• WRITTEN PROBLEM:
From the listing below, extract each entry exactly as written, minus the images.
# START OF DATASET
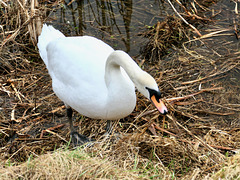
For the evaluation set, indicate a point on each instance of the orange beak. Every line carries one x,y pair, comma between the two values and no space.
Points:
159,105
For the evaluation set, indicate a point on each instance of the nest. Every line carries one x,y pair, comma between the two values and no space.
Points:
200,87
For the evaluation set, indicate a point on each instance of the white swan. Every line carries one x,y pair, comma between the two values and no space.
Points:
92,78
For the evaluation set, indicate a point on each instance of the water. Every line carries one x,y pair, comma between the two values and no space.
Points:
119,22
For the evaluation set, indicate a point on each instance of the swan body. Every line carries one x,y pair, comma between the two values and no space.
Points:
92,78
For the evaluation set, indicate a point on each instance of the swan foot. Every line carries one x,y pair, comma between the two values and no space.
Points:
79,139
110,134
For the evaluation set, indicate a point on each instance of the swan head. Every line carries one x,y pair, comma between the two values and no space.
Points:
149,88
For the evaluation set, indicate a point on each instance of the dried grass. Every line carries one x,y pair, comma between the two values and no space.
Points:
199,136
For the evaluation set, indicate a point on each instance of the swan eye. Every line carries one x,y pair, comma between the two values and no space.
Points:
155,93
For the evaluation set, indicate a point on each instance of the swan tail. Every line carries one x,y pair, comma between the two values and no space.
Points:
47,35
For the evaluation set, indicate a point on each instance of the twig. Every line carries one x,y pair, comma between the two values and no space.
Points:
198,33
194,94
196,137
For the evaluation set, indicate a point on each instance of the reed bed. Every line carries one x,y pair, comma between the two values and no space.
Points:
198,139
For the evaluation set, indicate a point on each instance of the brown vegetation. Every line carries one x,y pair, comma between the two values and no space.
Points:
200,135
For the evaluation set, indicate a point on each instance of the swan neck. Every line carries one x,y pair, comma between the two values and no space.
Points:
119,59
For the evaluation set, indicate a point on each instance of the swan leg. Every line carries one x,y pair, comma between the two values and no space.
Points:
77,139
109,131
109,127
# END OF DATASET
• RESULT OF THIS EXERCISE:
For the evaluation set, indicate a point on each instance of the orange beak. Every line carries one x,y pair, comma between the two values and no space.
Points:
159,105
For the evaluation set, indicate a point on each instance of the nest. Every line carries one x,y pair, comma between the two values and no space.
Points:
200,87
For the evaluation set, indicate a point on each instance of the white swan. Every line carries one x,y pair, comma between the two values and no space.
Points:
92,78
For the evaluation set, indicate a point on each instance of the water. Every line carries one x,y pair, comma between the two values and no space.
Points:
119,22
For the evaluation set, indicate a point on each instance of the swan body. Every line carries one x,y pair, comma between the two values and no space.
Points:
92,78
For the evaluation set, indicate a point on each instance of the swan foot. Every line carries one x,y pair, comma between the two values and no space.
Points:
79,139
110,134
For the evaluation set, indicate a point on each instance of the swan head. Every line carries one x,y pair, comma between the two values and no space.
Points:
149,88
For the evaluation set, indicate a point on each instance of the dried grass. Every line carries one x,y pair, comma between the two values and no space.
Points:
199,136
For the evaluation set, indicate a point on each instance of the swan eye. Every line carries one x,y pair, comma between the two values and no space.
Points:
155,93
For the evaluation set, indicate a point on each instance of the swan tail. Every line carries one x,y pair, comma between the two values and no space.
Points:
47,35
For the evaluation set, indicate a point on each instance of the twig. Every line carries one x,y pair, comma between the two values and no space.
Points:
198,33
194,94
196,137
For the evaluation set, indicate a point on each instance of the reed bed. Every line carries one x,y pair, comma between the two values and no space.
Points:
198,139
For the evaluation set, indicate a point on each instance of the brown vegetation. Every line carries one x,y pair, comma between the two values and no space.
Points:
200,135
For the evaluation set, indicate a point on each instance of the swan neck. Every line carries one x,y pair, comma between the two values and no space.
Points:
119,59
For the evaluation set, indicate a point on each instance of the swan leg. Every line carries one x,y pair, comma between the two values and no space.
Points:
77,139
109,131
109,127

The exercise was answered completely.